* What to produce
Return each line below that contains the string "bird", matching case exactly.

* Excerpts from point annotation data
━━━━━━━━━━━━━━━━━━━━━━━━━━━━━━
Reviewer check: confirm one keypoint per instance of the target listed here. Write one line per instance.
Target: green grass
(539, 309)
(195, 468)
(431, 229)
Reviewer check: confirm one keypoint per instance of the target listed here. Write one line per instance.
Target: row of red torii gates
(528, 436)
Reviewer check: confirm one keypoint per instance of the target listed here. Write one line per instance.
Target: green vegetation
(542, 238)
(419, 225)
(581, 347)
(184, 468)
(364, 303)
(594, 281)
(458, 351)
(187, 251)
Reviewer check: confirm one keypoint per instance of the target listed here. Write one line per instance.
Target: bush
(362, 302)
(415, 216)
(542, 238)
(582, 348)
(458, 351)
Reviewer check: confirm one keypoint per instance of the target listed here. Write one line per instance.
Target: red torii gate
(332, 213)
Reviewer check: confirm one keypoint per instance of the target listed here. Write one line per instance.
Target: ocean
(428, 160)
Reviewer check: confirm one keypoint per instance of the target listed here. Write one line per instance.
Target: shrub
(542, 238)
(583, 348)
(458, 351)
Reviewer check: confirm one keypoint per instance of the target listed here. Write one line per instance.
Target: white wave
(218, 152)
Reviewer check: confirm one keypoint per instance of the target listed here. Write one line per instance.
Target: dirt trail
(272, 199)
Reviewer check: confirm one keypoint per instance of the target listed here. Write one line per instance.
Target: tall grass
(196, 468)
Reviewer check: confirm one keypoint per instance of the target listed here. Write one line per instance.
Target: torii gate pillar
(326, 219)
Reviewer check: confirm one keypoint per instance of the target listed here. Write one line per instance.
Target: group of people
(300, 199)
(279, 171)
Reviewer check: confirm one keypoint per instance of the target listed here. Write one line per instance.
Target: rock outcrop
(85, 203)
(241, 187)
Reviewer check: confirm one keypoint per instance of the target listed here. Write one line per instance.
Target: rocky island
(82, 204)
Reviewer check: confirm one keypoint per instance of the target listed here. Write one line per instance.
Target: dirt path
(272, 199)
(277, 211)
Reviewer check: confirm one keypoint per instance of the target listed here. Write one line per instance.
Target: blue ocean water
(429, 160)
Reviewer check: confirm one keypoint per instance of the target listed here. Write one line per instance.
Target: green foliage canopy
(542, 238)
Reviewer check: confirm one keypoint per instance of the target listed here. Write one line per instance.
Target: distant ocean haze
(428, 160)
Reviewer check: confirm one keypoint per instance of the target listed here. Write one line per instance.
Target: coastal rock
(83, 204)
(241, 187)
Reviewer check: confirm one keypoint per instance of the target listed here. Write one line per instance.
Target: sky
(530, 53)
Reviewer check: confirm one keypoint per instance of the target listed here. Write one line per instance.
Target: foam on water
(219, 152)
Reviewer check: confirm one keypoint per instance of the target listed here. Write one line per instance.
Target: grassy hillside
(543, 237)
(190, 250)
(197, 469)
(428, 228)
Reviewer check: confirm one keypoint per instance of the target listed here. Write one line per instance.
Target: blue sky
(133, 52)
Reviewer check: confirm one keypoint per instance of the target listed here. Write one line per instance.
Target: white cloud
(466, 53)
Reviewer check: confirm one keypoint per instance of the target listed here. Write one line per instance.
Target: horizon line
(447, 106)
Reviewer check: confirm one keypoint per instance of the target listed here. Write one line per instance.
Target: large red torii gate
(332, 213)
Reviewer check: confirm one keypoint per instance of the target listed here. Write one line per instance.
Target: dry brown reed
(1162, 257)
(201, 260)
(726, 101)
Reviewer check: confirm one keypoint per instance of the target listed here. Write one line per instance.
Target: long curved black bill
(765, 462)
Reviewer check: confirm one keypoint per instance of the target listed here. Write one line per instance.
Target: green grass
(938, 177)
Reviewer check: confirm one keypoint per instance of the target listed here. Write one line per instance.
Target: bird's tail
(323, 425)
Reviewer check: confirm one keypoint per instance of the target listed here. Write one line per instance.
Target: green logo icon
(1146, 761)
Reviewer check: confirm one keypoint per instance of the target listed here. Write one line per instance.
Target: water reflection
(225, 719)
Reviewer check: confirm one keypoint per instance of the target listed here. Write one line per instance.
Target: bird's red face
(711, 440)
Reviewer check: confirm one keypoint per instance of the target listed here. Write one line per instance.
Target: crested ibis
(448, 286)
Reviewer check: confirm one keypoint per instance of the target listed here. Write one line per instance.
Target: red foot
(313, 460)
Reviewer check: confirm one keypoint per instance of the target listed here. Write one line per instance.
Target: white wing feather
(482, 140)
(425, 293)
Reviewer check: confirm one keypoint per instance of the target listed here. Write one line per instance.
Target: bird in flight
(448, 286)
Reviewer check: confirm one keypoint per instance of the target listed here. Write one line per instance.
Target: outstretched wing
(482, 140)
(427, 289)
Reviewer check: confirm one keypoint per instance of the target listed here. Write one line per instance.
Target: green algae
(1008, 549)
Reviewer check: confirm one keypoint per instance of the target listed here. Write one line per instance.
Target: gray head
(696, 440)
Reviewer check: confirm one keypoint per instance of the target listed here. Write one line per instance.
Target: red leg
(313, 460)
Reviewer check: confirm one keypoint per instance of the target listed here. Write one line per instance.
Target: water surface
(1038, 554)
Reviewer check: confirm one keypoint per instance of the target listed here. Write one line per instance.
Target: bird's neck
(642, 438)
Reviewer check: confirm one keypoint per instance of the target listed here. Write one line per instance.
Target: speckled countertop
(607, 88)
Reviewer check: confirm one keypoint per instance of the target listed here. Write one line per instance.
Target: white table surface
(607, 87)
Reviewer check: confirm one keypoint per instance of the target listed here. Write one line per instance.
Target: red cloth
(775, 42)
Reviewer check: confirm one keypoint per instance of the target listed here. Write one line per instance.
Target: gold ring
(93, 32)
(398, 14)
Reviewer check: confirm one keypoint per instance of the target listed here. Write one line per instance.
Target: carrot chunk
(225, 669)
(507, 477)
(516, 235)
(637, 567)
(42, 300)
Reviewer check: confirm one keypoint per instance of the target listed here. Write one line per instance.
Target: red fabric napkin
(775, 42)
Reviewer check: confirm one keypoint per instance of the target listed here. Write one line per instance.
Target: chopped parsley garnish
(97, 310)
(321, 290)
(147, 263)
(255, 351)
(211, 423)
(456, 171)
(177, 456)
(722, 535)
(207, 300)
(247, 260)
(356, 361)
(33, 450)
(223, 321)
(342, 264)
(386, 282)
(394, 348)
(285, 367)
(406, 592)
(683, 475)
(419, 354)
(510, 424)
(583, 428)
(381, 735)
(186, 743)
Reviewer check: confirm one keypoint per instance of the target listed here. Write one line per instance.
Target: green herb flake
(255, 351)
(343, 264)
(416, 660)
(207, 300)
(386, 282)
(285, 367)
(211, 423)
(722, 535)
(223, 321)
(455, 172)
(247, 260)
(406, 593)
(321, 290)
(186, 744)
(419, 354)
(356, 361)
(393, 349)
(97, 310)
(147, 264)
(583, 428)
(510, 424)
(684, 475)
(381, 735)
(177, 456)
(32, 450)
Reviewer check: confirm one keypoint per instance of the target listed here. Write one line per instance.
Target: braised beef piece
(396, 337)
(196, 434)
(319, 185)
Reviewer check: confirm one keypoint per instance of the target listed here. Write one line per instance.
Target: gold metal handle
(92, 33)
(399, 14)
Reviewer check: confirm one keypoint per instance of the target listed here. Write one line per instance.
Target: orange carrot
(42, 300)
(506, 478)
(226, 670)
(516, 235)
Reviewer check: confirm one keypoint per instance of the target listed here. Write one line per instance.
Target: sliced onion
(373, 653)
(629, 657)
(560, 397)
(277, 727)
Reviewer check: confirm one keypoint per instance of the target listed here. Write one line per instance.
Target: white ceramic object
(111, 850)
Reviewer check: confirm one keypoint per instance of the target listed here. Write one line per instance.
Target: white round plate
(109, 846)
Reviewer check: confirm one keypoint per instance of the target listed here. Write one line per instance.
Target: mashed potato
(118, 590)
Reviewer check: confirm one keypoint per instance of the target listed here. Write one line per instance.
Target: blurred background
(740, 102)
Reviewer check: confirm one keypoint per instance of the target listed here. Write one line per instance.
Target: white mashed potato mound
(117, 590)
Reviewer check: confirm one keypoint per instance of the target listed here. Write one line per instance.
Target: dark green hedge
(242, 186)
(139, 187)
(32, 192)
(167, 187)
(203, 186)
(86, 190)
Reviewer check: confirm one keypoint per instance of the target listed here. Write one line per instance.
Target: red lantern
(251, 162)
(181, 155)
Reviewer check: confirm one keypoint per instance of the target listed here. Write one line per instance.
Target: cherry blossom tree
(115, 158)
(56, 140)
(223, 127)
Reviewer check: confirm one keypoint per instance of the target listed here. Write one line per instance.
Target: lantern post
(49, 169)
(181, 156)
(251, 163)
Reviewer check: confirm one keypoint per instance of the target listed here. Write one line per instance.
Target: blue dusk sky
━━━━━━━━━━━━━━━━━━━━━━━━━━━━━━
* Full response
Target: bird's tail
Target: bird's red face
Target: bird in flight
Target: bird's neck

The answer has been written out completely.